Records from an annotation dataset:
-----
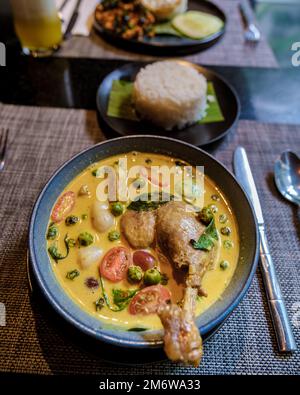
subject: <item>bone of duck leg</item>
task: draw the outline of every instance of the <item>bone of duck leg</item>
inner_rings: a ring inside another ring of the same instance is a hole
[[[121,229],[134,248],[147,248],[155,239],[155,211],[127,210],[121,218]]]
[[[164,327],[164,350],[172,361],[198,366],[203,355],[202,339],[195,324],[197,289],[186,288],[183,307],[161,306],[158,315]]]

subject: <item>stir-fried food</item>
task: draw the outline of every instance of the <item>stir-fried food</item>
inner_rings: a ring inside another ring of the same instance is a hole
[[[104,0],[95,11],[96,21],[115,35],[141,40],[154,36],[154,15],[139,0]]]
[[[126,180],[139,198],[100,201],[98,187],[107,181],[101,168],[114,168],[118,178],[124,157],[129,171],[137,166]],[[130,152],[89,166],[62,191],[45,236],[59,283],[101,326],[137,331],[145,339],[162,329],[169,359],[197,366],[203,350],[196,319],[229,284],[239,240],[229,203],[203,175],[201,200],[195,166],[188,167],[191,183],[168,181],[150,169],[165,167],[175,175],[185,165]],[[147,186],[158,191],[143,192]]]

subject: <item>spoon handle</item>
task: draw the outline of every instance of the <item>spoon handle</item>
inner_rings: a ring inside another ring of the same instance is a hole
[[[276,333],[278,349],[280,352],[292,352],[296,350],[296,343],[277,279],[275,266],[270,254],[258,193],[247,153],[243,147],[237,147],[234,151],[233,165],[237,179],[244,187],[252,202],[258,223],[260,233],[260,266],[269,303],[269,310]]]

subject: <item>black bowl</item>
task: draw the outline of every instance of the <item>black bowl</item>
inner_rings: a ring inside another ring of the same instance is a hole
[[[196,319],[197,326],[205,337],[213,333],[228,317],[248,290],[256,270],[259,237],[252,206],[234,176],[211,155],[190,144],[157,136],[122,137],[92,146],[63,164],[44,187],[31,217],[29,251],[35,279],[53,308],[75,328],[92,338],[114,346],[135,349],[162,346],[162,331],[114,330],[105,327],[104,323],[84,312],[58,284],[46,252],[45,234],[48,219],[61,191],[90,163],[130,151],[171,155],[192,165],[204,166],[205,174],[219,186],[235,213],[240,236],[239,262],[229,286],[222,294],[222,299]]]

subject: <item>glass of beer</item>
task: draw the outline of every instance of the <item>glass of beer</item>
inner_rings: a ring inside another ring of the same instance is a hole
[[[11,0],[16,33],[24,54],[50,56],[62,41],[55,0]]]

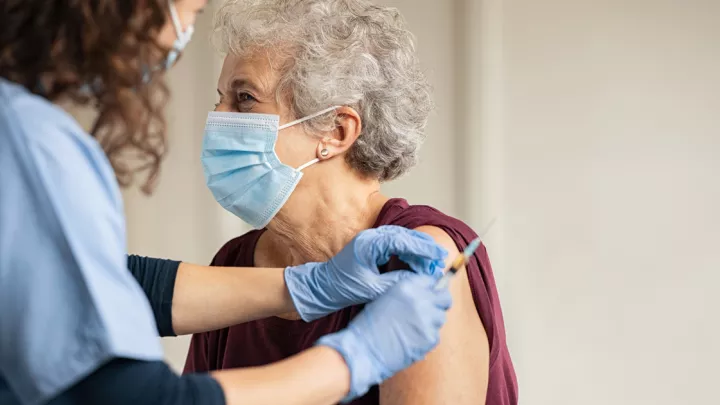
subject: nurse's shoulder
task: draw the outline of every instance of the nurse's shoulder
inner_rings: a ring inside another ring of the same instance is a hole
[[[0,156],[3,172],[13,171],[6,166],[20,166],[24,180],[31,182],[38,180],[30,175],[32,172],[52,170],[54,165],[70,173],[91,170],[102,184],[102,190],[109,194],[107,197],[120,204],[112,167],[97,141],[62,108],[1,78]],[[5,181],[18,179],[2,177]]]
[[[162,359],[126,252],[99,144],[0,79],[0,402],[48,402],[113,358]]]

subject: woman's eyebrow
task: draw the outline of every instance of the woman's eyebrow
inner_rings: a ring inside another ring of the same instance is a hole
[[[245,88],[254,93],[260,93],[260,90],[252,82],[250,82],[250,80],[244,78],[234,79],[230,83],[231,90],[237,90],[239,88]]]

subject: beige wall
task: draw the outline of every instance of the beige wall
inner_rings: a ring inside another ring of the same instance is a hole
-----
Objective: Can you write out, word for word, the lines from the one holding "subject: <item>glass of beer</item>" through the one holding "[[[11,0],[16,33],[24,54],[50,56],[62,41],[55,0]]]", both included?

The result:
subject: <item>glass of beer</item>
task: draw the outline of every instance of the <item>glass of beer</item>
inner_rings: a ring inside another ring of the same instance is a hole
[[[11,0],[16,33],[24,54],[50,56],[62,41],[55,0]]]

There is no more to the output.